_FRAGMENTO DEL TEXTO_
• • •

Lo que queda
Saltar
José Juan Luque
05/06/2020
Tardé 48 minutos en convencer a mi amiga manchega de que cortara de manera radical, que cuatro años eran muchos para seguir dudando, que se centrara en ella y pensara en un camino diferente. A veces nos bloqueamos por falta de amplitud, de ángulo, porque nos cegamos con una única salida, porque no nos damos la oportunidad de desviarnos. En ocasiones hay que retroceder porque nos saltamos un cruce.
Durante días no había explorado otra alternativa que no fuera la piscina. Después de clase, ya de noche, solía entrar al pabellón, casi vacío, y me tiraba al agua. El primer contacto me producía un escalofrío, pero realmente me relajaba verme rodeado de azul y de los focos amarillentos, así que lo repetía aunque fuera invierno, hiciera dos grados o diluviara. En diciembre llegaba a casa con el pelo chorreando y tiritando, pero nunca dejé de nadar.
El virus me bloqueó. 75 días sin tirarme de cabeza, perder el bañador o estirar los brazos bajo el agua. No sé por qué no pensé en el pantano. Está lejos, es peligroso, te asusta, vas a agobiarte, no sé ni por dónde entrar. Acumulamos excusas para no saltar y el día que por fin lo hacemos descubrimos que es fascinante.
La tarde que me lancé un pescador me dijo que en el centro del pantano había 23 metros de profundidad. Traté de visualizar qué se escondía debajo de mis pies. Sentía miedo, curiosidad y adrenalina. Justo ahí, en mitad, paré de nadar, fabriqué una almohada con mis manos, apoyé la cabeza en ellas y, bocarriba, dejé que el sol invadiera mi cara, con los ojos abiertos. No pensé que debía volver a la orilla, que tendría la corriente en contra o que podría darme un calambre. No usé gafas ni gorro ni neopreno, era todo muy natural y yo minúsculo. Disfruté ese momento sin más preocupación, pese a no tener el control, feliz por haber dado el paso. Hay que saltar siempre, me dije.
Al volver a casa me lavé la cabeza y abrí el aftersun. Olía a verano.

• • •

_SOBRE EL EJERCICIO_
Reproduce, por favor, todo lo que va desde "Lo que queda" hasta "dejé de nadar." en el texto sobre el baño en el pantano, sin cambiar nada. Los registros no hacen falta para este ejercicio.

_DATOS EXTRAÍDOS_
• • •

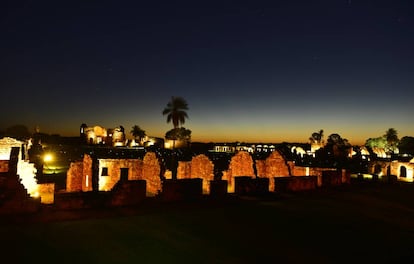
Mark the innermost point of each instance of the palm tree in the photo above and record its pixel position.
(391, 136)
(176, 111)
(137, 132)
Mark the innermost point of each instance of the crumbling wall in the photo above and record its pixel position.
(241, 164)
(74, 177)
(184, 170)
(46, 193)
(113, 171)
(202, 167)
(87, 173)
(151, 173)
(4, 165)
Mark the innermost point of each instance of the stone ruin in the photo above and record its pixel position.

• • •

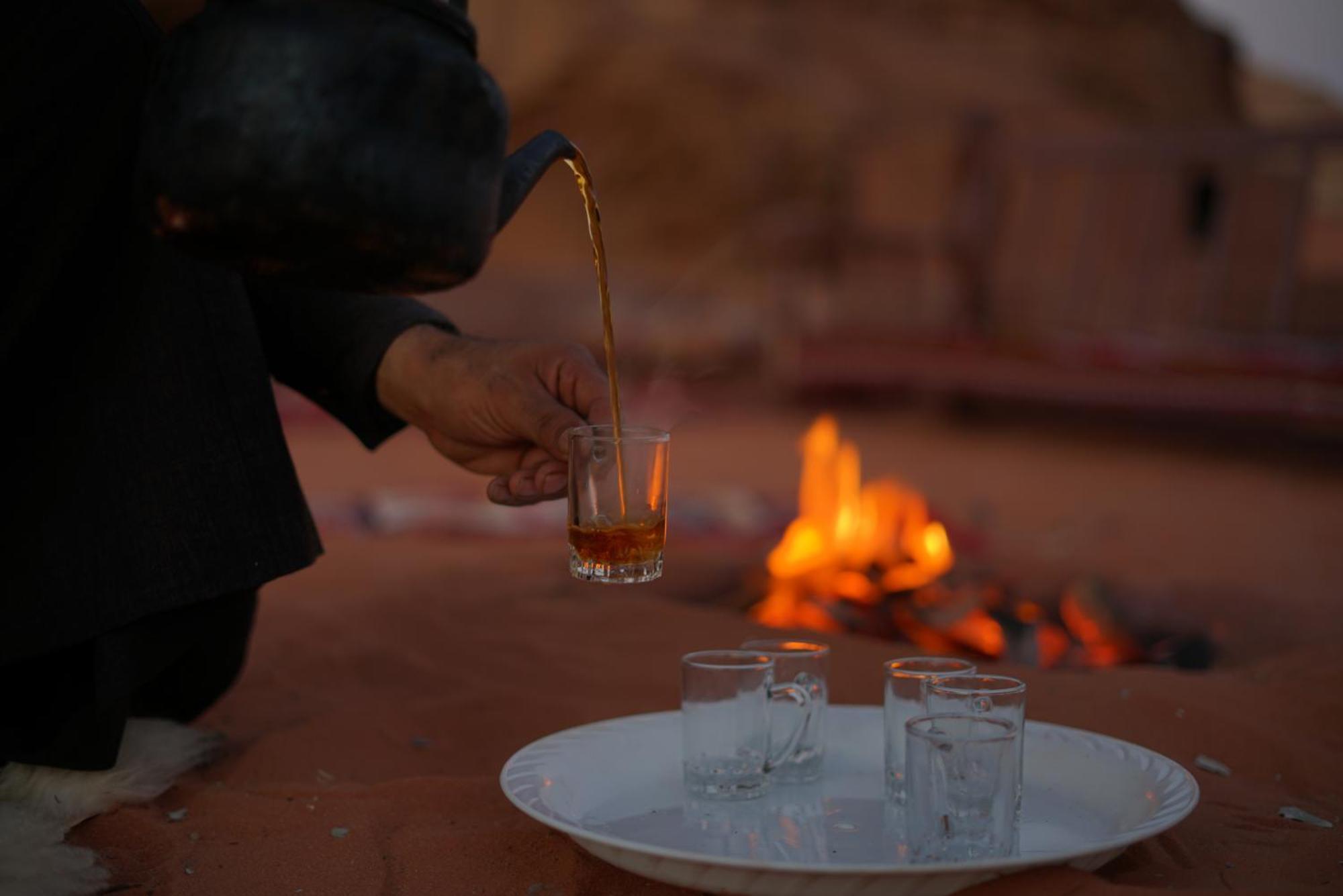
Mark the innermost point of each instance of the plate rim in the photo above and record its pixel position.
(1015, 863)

• • •

_RESULTADO DEL EJERCICIO_
Lo que queda
Saltar
José Juan Luque
05/06/2020
Tardé 48 minutos en convencer a mi amiga manchega de que cortara de manera radical, que cuatro años eran muchos para seguir dudando, que se centrara en ella y pensara en un camino diferente. A veces nos bloqueamos por falta de amplitud, de ángulo, porque nos cegamos con una única salida, porque no nos damos la oportunidad de desviarnos. En ocasiones hay que retroceder porque nos saltamos un cruce.
Durante días no había explorado otra alternativa que no fuera la piscina. Después de clase, ya de noche, solía entrar al pabellón, casi vacío, y me tiraba al agua. El primer contacto me producía un escalofrío, pero realmente me relajaba verme rodeado de azul y de los focos amarillentos, así que lo repetía aunque fuera invierno, hiciera dos grados o diluviara. En diciembre llegaba a casa con el pelo chorreando y tiritando, pero nunca dejé de nadar.